= WHAT TO DO =
All of the entries need to be repeated exactly. Leave nothing out.

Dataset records
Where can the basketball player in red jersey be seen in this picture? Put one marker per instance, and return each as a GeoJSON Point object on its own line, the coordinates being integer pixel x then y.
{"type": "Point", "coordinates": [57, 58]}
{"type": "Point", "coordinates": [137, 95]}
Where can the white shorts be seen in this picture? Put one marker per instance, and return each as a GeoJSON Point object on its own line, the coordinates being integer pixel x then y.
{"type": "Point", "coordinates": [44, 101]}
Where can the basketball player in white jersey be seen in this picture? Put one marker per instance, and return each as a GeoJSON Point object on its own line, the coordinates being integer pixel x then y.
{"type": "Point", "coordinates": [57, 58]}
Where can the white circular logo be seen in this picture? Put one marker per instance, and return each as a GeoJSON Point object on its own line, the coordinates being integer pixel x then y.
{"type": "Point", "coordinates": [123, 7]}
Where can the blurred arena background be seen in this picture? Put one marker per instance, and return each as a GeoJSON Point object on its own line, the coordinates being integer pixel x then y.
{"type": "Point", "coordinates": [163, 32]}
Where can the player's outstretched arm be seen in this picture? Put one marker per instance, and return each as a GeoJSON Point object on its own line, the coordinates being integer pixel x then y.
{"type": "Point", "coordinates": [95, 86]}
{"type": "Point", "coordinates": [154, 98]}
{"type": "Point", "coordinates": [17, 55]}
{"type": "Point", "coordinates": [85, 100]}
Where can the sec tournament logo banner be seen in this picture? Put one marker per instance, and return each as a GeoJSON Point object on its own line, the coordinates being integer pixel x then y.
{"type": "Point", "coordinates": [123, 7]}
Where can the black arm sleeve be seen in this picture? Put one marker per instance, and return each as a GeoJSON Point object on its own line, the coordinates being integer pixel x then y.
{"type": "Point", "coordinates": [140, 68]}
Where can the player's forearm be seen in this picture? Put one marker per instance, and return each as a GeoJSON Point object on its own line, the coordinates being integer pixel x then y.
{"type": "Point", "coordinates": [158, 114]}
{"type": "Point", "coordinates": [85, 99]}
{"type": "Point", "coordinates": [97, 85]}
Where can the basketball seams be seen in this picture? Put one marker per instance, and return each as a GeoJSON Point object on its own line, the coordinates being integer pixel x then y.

= OUTPUT =
Where can the basketball player in red jersey be seen in this picture? Put one marker per instance, and return each as a GeoJSON Point object on its own line, the coordinates being integer pixel x then y.
{"type": "Point", "coordinates": [57, 58]}
{"type": "Point", "coordinates": [137, 95]}
Where can the white shorts be seen in this picture? Put one marker per instance, and return each as a GeoJSON Point object on its own line, the coordinates being integer pixel x then y.
{"type": "Point", "coordinates": [44, 101]}
Where can the basketball player in white jersey be seen in this picture? Put one marker per instance, and return each as a GeoJSON Point object on its own line, the coordinates being integer pixel x then y.
{"type": "Point", "coordinates": [57, 58]}
Where can the white circular logo be seen in this picture? Put one marker per instance, and return each as a GeoJSON Point object on its own line, the coordinates being integer pixel x then y.
{"type": "Point", "coordinates": [123, 7]}
Where can the blurred arena background be seen in this picture? Put one marker per instance, and return each as a GeoJSON Point object on its own line, the coordinates being integer pixel x then y.
{"type": "Point", "coordinates": [163, 32]}
Where can the player's outstretched arm be seen in this picture? Put one marker per instance, and return each as a GeoJSON Point object on its own line, the coordinates being integer pixel x then y.
{"type": "Point", "coordinates": [95, 86]}
{"type": "Point", "coordinates": [154, 98]}
{"type": "Point", "coordinates": [17, 55]}
{"type": "Point", "coordinates": [85, 100]}
Where can the sec tournament logo banner be seen in this picture? Put one marker per instance, and return each as a GeoJSON Point object on its own line, the coordinates being integer pixel x then y.
{"type": "Point", "coordinates": [123, 7]}
Where can the black arm sleeve be seen in this picture? Put one marker per instance, and return each as a GeoJSON Point object on its own line, the coordinates being integer pixel x then y.
{"type": "Point", "coordinates": [140, 68]}
Where can the player's forearm be seen in this picture? Put one marker per instance, and return each as a GeoJSON Point object on its own line, the coordinates being integer pixel x then y.
{"type": "Point", "coordinates": [158, 114]}
{"type": "Point", "coordinates": [85, 99]}
{"type": "Point", "coordinates": [97, 85]}
Where can the basketball seams be seen in this picture? Put one marker per instance, and return each as a GeoJSON Point object on its own line, the coordinates being integer pixel x then y.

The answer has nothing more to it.